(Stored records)
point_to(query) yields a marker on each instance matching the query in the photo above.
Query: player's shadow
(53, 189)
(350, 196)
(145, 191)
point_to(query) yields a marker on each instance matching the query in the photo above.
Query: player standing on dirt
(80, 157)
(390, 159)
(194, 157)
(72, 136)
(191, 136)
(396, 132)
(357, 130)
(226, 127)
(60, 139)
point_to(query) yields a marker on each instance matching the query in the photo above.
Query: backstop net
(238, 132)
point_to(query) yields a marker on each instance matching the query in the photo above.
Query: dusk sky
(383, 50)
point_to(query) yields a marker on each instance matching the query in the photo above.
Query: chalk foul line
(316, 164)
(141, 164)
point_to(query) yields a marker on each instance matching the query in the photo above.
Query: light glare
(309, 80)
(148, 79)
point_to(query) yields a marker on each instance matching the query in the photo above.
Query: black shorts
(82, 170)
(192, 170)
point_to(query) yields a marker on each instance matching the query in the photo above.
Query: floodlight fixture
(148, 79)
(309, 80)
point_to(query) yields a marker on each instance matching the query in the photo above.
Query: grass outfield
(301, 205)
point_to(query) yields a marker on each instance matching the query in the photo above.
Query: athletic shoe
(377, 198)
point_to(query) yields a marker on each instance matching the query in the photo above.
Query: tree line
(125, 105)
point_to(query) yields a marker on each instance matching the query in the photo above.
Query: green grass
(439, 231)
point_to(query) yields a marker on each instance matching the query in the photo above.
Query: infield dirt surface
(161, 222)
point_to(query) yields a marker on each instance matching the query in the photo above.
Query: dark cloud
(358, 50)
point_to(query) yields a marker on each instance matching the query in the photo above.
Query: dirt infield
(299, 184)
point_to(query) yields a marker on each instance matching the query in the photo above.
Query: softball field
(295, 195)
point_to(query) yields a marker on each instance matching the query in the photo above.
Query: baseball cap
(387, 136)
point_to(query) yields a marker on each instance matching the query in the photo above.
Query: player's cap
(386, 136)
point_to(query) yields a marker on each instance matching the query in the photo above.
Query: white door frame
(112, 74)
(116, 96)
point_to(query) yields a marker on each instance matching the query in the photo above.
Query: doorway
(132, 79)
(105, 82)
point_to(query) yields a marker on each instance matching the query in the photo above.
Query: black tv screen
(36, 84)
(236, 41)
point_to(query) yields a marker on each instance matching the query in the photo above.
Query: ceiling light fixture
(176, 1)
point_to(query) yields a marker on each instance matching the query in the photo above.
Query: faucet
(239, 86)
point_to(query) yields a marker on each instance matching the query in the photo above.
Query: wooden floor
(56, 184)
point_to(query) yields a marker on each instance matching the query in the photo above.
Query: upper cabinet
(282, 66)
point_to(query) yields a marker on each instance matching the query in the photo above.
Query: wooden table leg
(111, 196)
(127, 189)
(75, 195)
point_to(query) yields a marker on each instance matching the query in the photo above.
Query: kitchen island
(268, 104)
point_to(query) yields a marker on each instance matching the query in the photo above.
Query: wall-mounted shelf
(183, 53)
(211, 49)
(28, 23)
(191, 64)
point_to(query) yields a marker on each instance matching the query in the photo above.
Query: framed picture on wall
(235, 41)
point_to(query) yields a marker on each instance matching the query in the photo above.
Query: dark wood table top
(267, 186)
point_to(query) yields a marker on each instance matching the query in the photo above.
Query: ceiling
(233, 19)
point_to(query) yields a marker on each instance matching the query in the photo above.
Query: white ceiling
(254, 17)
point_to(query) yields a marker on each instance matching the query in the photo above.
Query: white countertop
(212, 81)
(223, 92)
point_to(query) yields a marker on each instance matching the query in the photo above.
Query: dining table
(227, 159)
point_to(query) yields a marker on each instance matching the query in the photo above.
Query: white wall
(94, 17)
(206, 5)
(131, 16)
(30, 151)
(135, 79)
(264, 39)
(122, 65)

▶ _Request_: Retype all of the material, keeping each line exact.

▶ _Solution to this exercise_:
point_to(query) yields a marker on each instance matching the query in the photo above.
Query: player's shadow
(53, 189)
(350, 196)
(145, 191)
point_to(query) yields a marker on each instance matching the query in the photo above.
Query: player standing on dirt
(80, 157)
(390, 159)
(194, 157)
(72, 136)
(191, 136)
(396, 132)
(357, 130)
(226, 127)
(60, 139)
point_to(query) yields a marker on each instance matching the query in the photo above.
Query: backstop net
(238, 132)
point_to(query) yields a marker on each instance matching the query in the photo above.
Query: dusk sky
(383, 50)
point_to(query) yields a marker on each instance matching the query in the photo above.
Query: chalk foul line
(316, 164)
(141, 164)
point_to(query) yields a marker on each instance matching the query in the photo above.
Query: light glare
(309, 80)
(148, 79)
point_to(query) yields a marker on each instance matching the query in the photo above.
Query: black shorts
(82, 170)
(192, 170)
point_to(query) yields a marker on each instance matching the query in the photo above.
Query: floodlight fixture
(148, 79)
(309, 80)
point_to(query) yields a marker on each instance matching the query in the photo above.
Query: grass outfield
(301, 205)
point_to(query) yields a marker on each instance matching the query in the photo above.
Query: athletic shoe
(377, 198)
point_to(query) yields a marker on each instance matching the query in the photo above.
Query: tree line
(125, 105)
point_to(query) yields a marker on each instance matching the query in the photo above.
Query: green grass
(439, 231)
point_to(query) yields a marker on each instance matching the query in the photo above.
Query: infield dirt surface
(161, 222)
point_to(query) yields a marker on each instance matching the query in the photo above.
Query: dark cloud
(358, 50)
point_to(query) yields a marker on each instance matching the query in the photo above.
Query: dirt infield
(299, 184)
point_to(query) yields a marker on each instance matching the query in the photo above.
Query: softball field
(295, 195)
point_to(query) yields a marker on each instance matching the query in the photo above.
Query: baseball cap
(387, 136)
point_to(query) yields a marker on each instance matching the query in the photo above.
Query: player's cap
(386, 136)
point_to(query) yields a marker on each instance matching the query in the photo above.
Query: white door frame
(112, 74)
(116, 96)
point_to(query) yields a marker on each instance matching the query in the photo above.
Query: doorway
(132, 79)
(105, 82)
point_to(query) yields a marker on each instance matching the query in the photo above.
Query: black tv screen
(36, 84)
(236, 41)
point_to(query) yields a marker on each instance matching the query in the photo above.
Query: ceiling light fixture
(176, 1)
point_to(query) yields a marker on each instance matching the query in the photo above.
Query: faucet
(239, 86)
point_to(query) yields a marker on each instance matching the query in the photo above.
Query: wooden floor
(56, 184)
point_to(query) yields a marker on each instance matching the query in the photo above.
Query: upper cabinet
(282, 66)
point_to(query) yields a marker on each instance matching the query in the photo above.
Query: wooden table leg
(111, 196)
(127, 189)
(75, 195)
point_to(query) yields a marker on each instance matching the query in the photo above.
Query: kitchen island
(268, 104)
point_to(query) yields a marker on each instance matching the query in the photo above.
Query: wall-mounted shelf
(183, 53)
(211, 49)
(28, 23)
(191, 64)
point_to(query) yields a marker on each instance matching the query in the photo above.
Query: framed picture on wall
(235, 41)
point_to(query) yields a marker on each instance matching the query in the photo above.
Query: dark wood table top
(267, 186)
point_to(query) yields a marker on each instance matching the query in the photo above.
Query: ceiling
(233, 19)
point_to(query) yields a marker on each instance matching the query in the photo above.
Query: white ceiling
(254, 17)
point_to(query) yields a marker on each instance matching the query in the photo above.
Query: white countertop
(212, 81)
(223, 92)
point_to(query) yields a marker on each instance matching the query in the photo above.
Query: dining table
(227, 159)
point_to(query) yields a marker on each instance matching the query in the photo above.
Query: white wall
(94, 17)
(206, 5)
(131, 16)
(30, 151)
(135, 79)
(264, 39)
(122, 65)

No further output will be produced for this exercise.